** Problems to solve **
[1] Answer these questions from the summary of the paper on magnetic Johnson noise:
(a) What two techniques does the method combine?
(b) Which complex detector shapes are named as examples?
(c) To what does the approach extend magnetic Johnson noise calculations?
[2] In the magnetic Johnson noise summary, rewrite the paragraph beginning "This paper presents a practical method" as a short bulleted list that keeps its main facts.
[3] Reproduce everything in the magnetic Johnson noise summary from "Contribution" down to "thermal magnetic noise.".

** Passage to read **
A practical approach to calculating magnetic Johnson noise for precision measurements

TL;DR

This paper presents a practical method combining the fluctuation-dissipation theorem with finite element analysis to accurately calculate magnetic Johnson noise for complex geometries in precision magnetometry.

Contribution

It introduces a comprehensive approach that extends magnetic Johnson noise calculations to arbitrary geometries and detector shapes, enhancing precision measurement analysis.

Findings

The method accurately predicts magnetic Johnson noise for various geometries.

It can be applied to detectors with complex shapes like loops and gradiometers.

Physics insights from the method improve understanding of thermal magnetic noise.

(Position identification records)
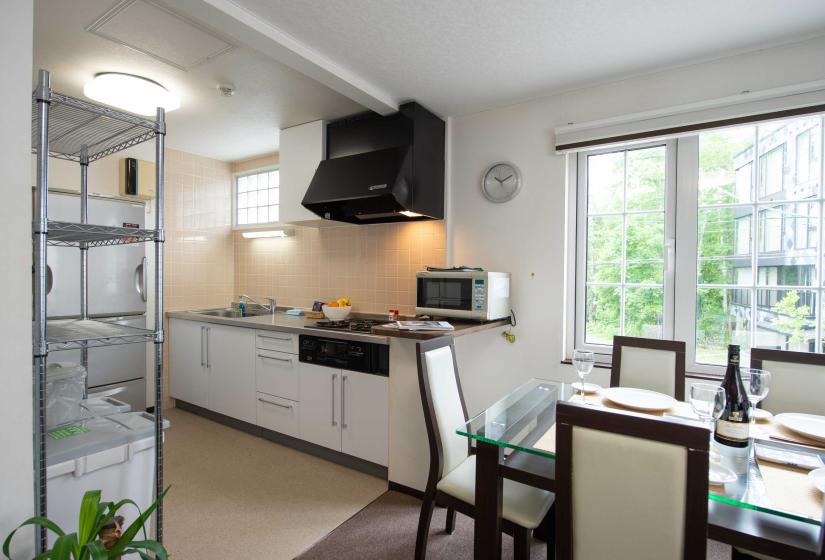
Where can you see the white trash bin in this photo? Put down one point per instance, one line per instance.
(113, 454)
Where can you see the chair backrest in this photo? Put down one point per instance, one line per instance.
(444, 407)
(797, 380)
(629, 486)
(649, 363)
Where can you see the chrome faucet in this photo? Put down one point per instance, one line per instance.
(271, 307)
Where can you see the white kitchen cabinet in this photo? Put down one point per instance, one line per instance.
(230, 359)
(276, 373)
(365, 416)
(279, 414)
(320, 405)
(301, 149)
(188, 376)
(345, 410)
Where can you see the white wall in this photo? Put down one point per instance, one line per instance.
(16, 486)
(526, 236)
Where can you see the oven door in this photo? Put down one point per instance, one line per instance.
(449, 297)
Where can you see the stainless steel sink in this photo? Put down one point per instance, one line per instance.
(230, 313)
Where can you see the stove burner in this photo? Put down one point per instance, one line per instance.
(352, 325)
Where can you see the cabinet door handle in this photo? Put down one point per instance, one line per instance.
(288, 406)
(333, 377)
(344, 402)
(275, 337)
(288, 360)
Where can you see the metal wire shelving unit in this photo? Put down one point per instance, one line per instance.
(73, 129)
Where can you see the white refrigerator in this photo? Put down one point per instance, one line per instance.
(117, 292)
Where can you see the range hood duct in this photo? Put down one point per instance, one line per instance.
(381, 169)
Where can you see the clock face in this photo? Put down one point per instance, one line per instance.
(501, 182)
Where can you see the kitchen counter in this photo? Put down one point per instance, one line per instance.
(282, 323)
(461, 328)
* * *
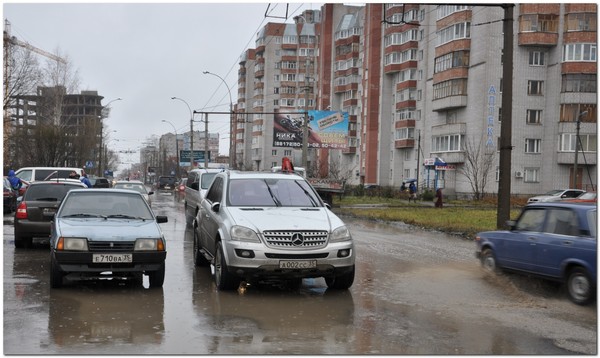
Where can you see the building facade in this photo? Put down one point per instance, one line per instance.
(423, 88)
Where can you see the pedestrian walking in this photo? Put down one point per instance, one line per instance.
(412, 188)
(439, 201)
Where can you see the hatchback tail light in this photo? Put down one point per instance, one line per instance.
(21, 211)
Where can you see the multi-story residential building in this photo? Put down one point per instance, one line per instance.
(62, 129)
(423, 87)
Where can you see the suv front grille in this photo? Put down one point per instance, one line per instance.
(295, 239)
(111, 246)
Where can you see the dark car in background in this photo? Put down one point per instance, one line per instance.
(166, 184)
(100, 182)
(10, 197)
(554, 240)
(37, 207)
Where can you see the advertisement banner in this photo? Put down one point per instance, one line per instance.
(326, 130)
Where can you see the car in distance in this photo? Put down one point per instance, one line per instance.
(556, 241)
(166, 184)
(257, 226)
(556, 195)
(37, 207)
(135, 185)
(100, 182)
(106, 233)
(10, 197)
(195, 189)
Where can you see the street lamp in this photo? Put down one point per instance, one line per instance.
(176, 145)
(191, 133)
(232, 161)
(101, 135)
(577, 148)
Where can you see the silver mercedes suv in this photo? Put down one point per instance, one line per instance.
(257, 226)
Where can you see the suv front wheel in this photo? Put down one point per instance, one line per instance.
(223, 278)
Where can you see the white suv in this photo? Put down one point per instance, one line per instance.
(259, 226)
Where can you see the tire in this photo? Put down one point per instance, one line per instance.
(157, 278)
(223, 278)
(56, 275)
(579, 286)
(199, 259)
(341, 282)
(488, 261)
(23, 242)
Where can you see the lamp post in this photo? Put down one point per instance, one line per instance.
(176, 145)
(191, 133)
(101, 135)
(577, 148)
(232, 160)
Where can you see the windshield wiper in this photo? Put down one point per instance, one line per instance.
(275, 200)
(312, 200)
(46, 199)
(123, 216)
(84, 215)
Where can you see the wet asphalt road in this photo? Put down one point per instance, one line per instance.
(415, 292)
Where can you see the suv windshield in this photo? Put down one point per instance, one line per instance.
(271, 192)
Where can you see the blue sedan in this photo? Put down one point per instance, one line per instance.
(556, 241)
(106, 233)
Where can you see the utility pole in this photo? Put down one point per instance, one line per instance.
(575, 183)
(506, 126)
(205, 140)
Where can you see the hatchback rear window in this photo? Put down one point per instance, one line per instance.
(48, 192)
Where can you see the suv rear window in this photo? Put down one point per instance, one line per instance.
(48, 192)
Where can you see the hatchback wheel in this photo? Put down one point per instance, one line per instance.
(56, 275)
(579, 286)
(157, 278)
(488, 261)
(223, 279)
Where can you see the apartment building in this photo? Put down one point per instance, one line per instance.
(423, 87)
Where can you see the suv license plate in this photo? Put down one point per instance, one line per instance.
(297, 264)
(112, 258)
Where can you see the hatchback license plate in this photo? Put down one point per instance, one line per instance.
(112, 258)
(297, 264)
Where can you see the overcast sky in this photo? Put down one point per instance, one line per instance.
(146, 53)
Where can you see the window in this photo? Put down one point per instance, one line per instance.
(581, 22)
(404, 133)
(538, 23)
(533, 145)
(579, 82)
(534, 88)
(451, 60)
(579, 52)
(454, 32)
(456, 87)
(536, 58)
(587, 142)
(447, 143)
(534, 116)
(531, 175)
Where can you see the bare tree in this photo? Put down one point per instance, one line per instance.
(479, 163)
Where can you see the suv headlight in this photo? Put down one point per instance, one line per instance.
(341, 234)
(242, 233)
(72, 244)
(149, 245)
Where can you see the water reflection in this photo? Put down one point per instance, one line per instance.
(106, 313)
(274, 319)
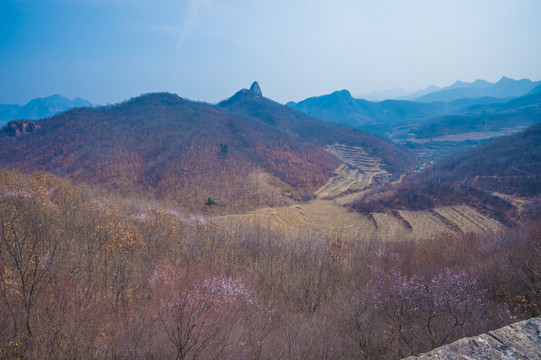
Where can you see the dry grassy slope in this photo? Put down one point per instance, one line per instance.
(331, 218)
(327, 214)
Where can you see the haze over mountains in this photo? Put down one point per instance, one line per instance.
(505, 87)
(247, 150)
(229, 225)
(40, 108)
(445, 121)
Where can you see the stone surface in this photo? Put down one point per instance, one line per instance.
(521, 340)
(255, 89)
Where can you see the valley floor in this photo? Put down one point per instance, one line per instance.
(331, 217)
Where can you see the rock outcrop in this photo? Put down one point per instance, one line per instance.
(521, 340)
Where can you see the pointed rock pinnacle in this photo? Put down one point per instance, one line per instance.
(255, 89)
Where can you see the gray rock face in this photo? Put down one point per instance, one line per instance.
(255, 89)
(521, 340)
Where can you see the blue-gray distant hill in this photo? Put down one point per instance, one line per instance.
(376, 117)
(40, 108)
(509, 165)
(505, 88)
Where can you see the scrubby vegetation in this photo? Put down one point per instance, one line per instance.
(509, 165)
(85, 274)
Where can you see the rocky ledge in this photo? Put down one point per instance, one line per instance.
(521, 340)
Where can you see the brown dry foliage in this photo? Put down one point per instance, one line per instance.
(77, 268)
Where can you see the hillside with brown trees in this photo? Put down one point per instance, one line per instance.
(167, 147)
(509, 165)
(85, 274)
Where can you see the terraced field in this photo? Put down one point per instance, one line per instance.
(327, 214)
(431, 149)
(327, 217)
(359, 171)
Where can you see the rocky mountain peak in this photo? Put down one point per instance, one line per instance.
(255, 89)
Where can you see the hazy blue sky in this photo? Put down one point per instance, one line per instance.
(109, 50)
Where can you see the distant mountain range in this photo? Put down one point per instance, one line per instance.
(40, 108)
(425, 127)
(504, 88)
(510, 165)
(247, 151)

** Exercise answers **
[1]
(a) The fluctuation-dissipation theorem and finite element analysis.
(b) Loops and gradiometers.
(c) To arbitrary geometries and detector shapes.

[2]
- Practical method for calculating magnetic Johnson noise
- Combines the fluctuation-dissipation theorem with finite element analysis
- Gives accurate results for complex geometries
- Intended for precision magnetometry

[3]
Contribution

It introduces a comprehensive approach that extends magnetic Johnson noise calculations to arbitrary geometries and detector shapes, enhancing precision measurement analysis.

Findings

The method accurately predicts magnetic Johnson noise for various geometries.

It can be applied to detectors with complex shapes like loops and gradiometers.

Physics insights from the method improve understanding of thermal magnetic noise.